Temas polêmicos, diálogos incisivos e roteiro excelente. Mais um grande filme do diretor norte-americano Oliver Stone
Uma visão panorâmica, feita de um helicóptero, surge mostrando uma grande cidade norte-americana no seu anoitecer. Carros trafegando, prédios se impondo em direção ao céu, anonimamente milhões de pessoas simplesmente seguindo suas vidas. Uma voz de um radialista rompe essa visão oferecendo informações meteorológicas — e provavelmente preenchendo centenas de milhares de lares, carros e escritórios com sua voz. Ele se despede e começa a tocar a enérgica e empolgante música Bad to the Bone de George Thorogood. Na sequência vemos uma grande antena de transmissão e outra voz surge para anunciar o programa mais ouvido de Dallas: Conversa da Noite com Barry Champlain.
Então o expectador é impactado pela voz grave e profunda de um radialista que inicia anunciando as “piores notícias da noite”. Enquanto sua voz preenche o filme, ao mesmo tempo se é conduzido pelo ambiente da rádio na qual ele trabalha, a KGAB. Sem papas na língua o comunicador de origem judia descarrega uma torrente de notícias impactantes, talvez ruins, sobre seus ouvintes. Ao mesmo tempo recebe ligações deles, conversa com sua audiência e oferece, com ainda menos pudores, suas opiniões sobre assuntos variados. É claro que uma figura tão desbocada como Barry também não acabaria arranjando o mais convencional dos públicos para ouvi-lo e interagir com ele.

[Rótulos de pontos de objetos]
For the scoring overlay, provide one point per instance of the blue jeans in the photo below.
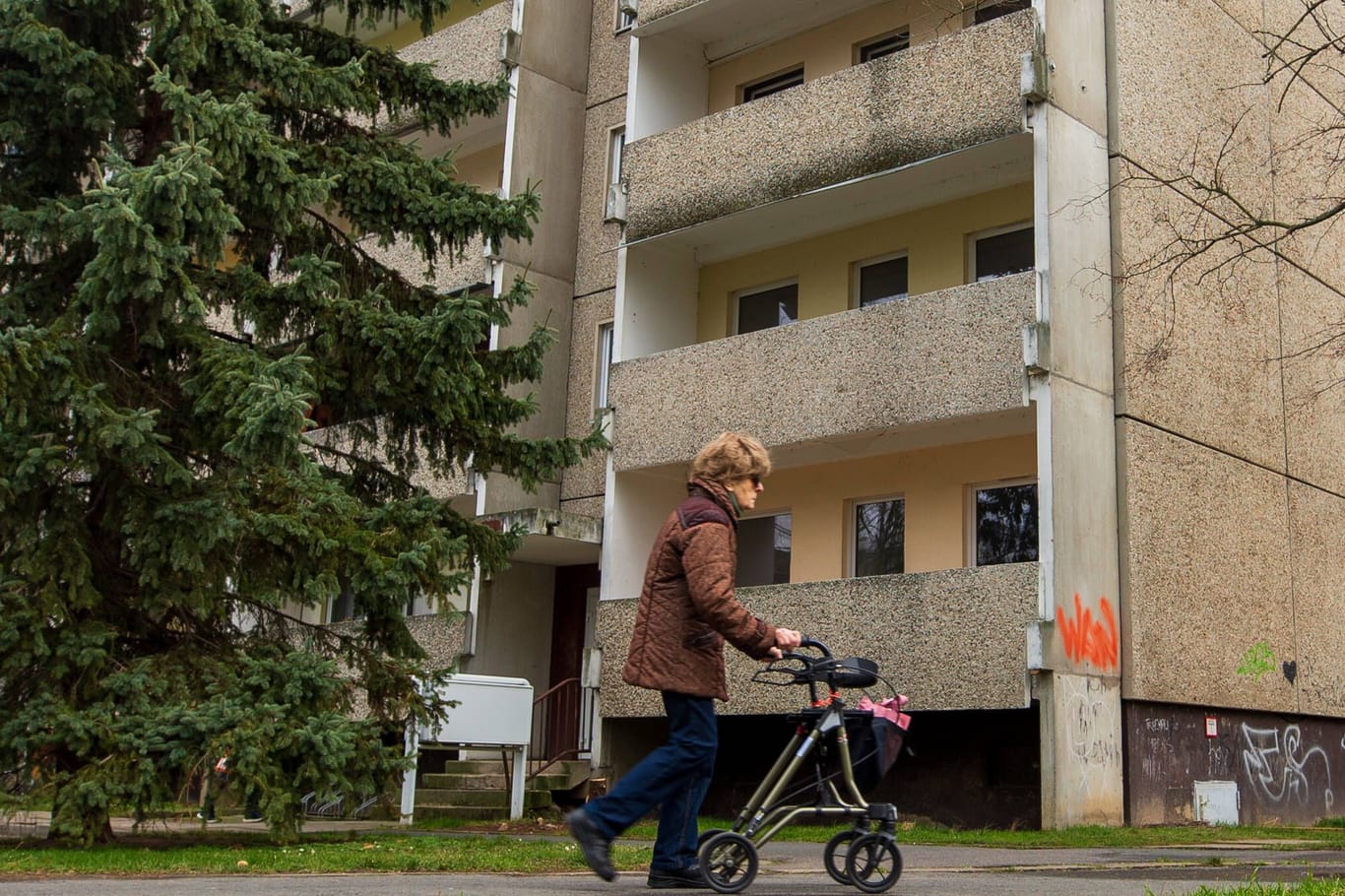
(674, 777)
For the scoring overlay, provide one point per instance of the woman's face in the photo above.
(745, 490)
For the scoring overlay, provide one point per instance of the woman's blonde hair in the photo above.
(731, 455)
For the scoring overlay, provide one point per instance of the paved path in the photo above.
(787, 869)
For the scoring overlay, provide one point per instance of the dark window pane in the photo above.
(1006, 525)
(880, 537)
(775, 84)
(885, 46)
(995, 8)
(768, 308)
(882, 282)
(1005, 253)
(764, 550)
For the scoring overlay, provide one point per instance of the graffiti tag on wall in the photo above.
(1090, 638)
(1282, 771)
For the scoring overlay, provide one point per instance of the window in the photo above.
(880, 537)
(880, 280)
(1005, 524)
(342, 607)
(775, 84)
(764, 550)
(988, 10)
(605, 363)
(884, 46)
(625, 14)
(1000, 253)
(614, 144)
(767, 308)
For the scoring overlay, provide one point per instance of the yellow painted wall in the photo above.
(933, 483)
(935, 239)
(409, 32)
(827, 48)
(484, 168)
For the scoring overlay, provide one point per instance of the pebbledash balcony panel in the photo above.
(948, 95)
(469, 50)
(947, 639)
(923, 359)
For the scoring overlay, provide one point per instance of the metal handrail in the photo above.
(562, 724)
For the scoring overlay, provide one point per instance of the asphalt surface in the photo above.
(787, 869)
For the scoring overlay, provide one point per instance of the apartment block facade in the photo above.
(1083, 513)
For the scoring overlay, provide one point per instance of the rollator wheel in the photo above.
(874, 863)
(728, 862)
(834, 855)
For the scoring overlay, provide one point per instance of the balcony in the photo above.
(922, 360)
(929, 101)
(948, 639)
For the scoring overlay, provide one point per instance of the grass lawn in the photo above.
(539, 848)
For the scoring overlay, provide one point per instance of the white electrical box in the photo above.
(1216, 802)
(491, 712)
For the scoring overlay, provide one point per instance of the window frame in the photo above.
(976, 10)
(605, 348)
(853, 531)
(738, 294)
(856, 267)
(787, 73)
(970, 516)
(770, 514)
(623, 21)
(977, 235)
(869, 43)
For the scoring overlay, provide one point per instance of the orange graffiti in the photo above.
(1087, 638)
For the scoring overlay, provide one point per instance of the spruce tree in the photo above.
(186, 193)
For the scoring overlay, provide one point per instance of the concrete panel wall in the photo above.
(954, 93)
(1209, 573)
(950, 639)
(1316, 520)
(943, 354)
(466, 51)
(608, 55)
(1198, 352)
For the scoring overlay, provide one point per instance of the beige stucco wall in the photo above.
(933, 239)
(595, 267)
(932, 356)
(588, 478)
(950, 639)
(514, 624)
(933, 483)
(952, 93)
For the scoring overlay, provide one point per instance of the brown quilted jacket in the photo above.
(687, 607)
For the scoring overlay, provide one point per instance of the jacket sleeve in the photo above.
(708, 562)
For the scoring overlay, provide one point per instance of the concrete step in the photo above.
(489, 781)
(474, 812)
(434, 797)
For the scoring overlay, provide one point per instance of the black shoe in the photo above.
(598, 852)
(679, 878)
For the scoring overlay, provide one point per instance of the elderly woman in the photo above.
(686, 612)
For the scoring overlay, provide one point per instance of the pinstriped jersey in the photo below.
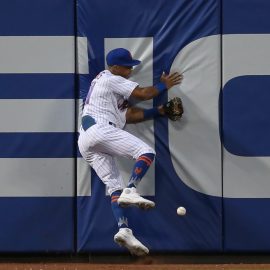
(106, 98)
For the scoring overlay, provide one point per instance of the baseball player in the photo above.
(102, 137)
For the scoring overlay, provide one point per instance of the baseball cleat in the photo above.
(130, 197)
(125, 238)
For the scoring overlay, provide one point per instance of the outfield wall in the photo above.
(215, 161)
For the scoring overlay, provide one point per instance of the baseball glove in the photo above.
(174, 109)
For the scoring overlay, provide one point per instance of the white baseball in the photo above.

---

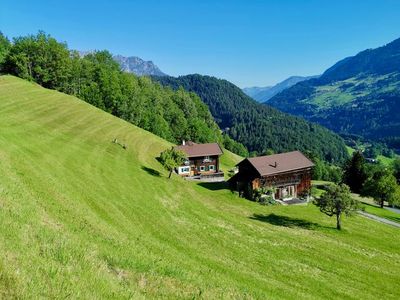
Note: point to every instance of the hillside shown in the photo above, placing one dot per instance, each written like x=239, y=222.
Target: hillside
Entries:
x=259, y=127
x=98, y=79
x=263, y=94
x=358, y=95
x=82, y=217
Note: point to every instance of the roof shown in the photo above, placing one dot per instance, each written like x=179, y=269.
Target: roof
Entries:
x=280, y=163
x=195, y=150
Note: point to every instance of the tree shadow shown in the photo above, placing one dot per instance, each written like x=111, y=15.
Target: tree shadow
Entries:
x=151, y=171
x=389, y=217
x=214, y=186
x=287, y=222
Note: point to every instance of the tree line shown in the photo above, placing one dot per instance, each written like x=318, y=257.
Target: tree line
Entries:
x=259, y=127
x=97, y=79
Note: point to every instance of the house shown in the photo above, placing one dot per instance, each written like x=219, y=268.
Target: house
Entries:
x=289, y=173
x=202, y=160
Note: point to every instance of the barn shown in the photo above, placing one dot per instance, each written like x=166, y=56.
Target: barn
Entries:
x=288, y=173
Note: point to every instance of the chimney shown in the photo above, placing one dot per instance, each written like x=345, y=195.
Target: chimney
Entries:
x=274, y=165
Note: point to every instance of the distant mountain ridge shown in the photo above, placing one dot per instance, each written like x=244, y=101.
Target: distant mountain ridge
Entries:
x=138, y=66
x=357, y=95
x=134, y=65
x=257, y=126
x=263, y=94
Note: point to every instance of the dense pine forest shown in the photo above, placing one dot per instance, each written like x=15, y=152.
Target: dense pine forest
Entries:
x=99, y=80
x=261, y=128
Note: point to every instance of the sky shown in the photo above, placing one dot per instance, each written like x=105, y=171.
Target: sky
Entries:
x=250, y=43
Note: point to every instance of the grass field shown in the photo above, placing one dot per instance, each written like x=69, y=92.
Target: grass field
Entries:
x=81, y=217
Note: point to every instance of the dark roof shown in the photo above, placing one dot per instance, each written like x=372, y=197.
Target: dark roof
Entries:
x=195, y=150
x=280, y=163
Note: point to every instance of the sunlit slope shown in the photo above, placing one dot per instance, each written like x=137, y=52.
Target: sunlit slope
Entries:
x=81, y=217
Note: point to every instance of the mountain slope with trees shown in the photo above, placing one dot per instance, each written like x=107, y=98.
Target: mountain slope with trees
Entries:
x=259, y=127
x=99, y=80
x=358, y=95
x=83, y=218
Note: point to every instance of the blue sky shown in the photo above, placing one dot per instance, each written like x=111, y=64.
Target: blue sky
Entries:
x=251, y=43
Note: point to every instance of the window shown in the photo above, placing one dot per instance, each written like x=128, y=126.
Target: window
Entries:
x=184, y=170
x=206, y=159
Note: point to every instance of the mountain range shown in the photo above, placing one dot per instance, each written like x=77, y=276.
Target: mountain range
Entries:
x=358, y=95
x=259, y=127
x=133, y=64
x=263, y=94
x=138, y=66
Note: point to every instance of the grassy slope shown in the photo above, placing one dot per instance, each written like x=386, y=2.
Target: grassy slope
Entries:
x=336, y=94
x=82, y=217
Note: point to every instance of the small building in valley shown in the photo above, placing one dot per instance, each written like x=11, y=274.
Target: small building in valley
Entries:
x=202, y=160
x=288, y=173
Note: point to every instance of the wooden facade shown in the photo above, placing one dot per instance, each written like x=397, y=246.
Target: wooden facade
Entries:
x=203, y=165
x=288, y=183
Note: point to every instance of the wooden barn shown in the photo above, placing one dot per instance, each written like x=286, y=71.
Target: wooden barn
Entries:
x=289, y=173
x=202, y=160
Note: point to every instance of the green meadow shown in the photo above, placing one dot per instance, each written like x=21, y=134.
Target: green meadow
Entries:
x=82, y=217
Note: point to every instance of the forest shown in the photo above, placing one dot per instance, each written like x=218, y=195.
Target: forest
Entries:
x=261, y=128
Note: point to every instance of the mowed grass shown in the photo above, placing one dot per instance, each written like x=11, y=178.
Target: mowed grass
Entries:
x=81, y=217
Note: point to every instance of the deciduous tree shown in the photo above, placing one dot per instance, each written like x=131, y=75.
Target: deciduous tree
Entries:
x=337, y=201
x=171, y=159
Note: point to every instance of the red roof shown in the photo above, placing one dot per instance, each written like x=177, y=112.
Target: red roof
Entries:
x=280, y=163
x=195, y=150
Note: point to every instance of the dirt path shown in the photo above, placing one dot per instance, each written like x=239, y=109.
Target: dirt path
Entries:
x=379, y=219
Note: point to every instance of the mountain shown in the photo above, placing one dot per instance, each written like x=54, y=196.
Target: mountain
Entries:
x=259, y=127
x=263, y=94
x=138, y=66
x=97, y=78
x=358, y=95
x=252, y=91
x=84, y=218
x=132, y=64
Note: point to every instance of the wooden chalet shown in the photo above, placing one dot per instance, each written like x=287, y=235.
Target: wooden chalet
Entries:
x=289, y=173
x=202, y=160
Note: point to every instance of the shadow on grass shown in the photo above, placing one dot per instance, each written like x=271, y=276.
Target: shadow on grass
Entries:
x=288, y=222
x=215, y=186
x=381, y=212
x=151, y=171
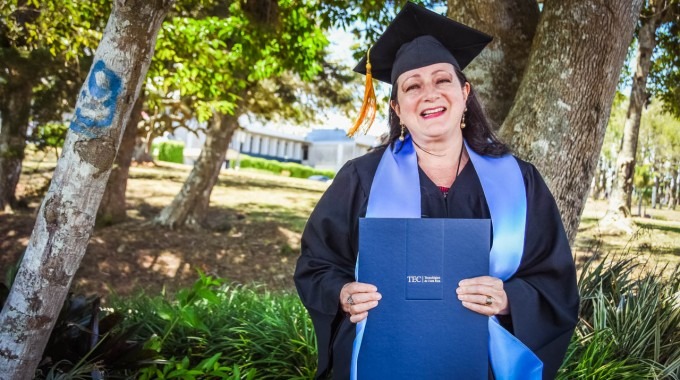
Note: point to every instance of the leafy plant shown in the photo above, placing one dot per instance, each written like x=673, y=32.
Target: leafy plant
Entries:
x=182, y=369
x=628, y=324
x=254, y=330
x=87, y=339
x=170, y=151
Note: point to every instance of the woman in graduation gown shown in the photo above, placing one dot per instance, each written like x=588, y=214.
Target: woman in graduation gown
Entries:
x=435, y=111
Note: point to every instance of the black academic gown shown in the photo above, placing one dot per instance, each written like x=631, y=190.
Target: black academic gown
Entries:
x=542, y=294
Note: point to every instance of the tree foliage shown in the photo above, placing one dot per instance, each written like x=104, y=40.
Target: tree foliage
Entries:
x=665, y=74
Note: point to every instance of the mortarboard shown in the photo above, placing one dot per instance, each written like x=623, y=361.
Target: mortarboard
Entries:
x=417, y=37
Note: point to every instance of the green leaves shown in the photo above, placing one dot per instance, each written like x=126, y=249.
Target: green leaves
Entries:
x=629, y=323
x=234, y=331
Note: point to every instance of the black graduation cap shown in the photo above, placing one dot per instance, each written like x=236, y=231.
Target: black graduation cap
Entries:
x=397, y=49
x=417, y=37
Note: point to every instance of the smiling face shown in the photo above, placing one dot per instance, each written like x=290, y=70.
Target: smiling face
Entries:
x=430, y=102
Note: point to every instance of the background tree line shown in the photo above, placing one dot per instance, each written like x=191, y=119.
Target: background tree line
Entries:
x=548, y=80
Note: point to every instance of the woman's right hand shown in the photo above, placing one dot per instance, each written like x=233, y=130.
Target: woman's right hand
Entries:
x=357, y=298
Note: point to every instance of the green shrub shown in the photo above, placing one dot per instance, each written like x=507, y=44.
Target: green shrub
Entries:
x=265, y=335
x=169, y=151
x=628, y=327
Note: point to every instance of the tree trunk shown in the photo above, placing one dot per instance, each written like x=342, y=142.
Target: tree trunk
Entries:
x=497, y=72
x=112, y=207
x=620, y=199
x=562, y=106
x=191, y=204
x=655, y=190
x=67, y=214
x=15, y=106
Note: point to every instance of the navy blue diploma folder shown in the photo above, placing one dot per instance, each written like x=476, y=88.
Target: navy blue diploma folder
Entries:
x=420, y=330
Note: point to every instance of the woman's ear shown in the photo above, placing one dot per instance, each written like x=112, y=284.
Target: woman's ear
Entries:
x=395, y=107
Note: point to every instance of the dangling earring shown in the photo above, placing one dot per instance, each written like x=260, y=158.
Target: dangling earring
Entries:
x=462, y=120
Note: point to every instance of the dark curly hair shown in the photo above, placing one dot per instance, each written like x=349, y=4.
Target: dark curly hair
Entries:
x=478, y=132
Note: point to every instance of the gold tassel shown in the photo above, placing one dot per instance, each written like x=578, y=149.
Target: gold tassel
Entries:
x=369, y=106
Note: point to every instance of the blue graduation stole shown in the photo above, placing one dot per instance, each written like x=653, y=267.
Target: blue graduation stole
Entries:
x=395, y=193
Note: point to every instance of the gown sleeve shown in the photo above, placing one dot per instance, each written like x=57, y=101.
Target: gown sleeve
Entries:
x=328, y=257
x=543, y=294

TAREFAS E EXERCÍCIOS:
a: Segundo a resenha do filme de Oliver Stone, em qual rádio Barry Champlain trabalha?
b: Prossiga com a resenha do filme de Oliver Stone a partir do ponto em que ela termina.

RESPOSTAS:
a: Na rádio KGAB.

b:
Assim começa Talk Radio — Verdades que Matam dirigido nos anos 80 pelo cineasta Oliver Stone. O filme estrelado por Eric Bogosian foi originalmente escrito pelo próprio ator para o teatro — o que lhe valeu uma indicação ao Prêmio Pulitzer — e posteriormente foi adaptado para as telas dos cinemas. Bogosian assim interpreta Barry Champlain, debochado radialista que conquista enorme sucesso ao tratar de temas delicados em conversas, algumas vezes monólogos, com seu público ouvinte. Curiosamente a história contada tem um pé na realidade na medida em que foi inspirada em Alan Berg, um jornalista texano assassinado nos anos 80 por neofascistas por também ser um tanto quanto bocudo.
Eric Bogosian interpreta Barry Champlain, debochado radialista que conquista enorme sucesso ao tratar de temas delicados em conversas, algumas vezes monólogos, com seu público ouvinte.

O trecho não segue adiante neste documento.